ZU BEARBEITEN>
Schreibe bitte alle folgenden Einträge Zeile für Zeile unverändert ab.

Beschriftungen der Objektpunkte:
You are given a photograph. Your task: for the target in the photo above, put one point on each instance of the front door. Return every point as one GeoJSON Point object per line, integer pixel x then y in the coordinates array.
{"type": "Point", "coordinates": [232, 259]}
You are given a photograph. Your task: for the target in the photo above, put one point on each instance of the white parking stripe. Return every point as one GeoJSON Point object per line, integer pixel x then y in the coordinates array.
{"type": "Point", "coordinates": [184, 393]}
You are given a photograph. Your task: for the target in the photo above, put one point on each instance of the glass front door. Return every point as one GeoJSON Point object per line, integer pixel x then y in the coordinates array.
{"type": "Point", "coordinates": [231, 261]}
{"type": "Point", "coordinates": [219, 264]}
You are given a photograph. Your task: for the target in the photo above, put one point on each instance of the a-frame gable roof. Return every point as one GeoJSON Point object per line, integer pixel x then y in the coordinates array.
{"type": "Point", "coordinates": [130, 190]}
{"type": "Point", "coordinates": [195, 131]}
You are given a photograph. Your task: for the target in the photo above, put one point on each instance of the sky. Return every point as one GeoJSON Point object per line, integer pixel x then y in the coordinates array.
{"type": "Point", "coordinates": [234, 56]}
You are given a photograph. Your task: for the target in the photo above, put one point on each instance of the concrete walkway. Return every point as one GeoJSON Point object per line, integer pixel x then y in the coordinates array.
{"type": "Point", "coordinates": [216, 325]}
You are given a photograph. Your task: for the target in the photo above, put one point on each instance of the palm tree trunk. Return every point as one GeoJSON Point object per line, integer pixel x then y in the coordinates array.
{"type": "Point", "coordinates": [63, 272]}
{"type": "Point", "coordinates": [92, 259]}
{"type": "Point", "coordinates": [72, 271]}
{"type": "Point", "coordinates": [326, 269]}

LÖSUNG DER AUFGABE>
You are given a photograph. Your task: for the target in the photo above, put one point on each instance of the front door. Return every point as one GeoJSON Point object per line, integer pixel x then y in the coordinates array.
{"type": "Point", "coordinates": [232, 259]}
You are given a photograph. Your task: for the target in the photo above, put one point on each instance of the white parking stripe. Return every point as one GeoJSON Point object per line, integer pixel x then y in the coordinates array.
{"type": "Point", "coordinates": [184, 393]}
You are given a photograph. Your task: for the target in the photo above, put one point on each instance of the glass front door. Return every point as one GeoJSON Point object per line, integer pixel x then y in the coordinates array.
{"type": "Point", "coordinates": [231, 261]}
{"type": "Point", "coordinates": [219, 264]}
You are given a photograph. Your task: for the target in the photo above, put one point on each instance of the a-frame gable roof. Return every point as one GeoJSON Point object per line, integer pixel x then y in the coordinates array.
{"type": "Point", "coordinates": [130, 190]}
{"type": "Point", "coordinates": [195, 131]}
You are given a photograph. Your task: for the target in the photo above, put one point on each instance of the sky. Return every point as one GeoJSON Point object per line, integer pixel x then y in the coordinates array.
{"type": "Point", "coordinates": [234, 56]}
You are given a photograph. Your task: for the target in the photo above, put one point on each instance of the concrete walkway. Return every point as one GeoJSON Point object per line, integer pixel x then y in the coordinates array.
{"type": "Point", "coordinates": [216, 325]}
You are given a photograph. Your task: for the target in the photo above, put one point on each instance of the palm tree trunk. Return every point as one GeoJSON Point object per line, integer pixel x then y in the coordinates array.
{"type": "Point", "coordinates": [63, 272]}
{"type": "Point", "coordinates": [92, 259]}
{"type": "Point", "coordinates": [72, 271]}
{"type": "Point", "coordinates": [326, 269]}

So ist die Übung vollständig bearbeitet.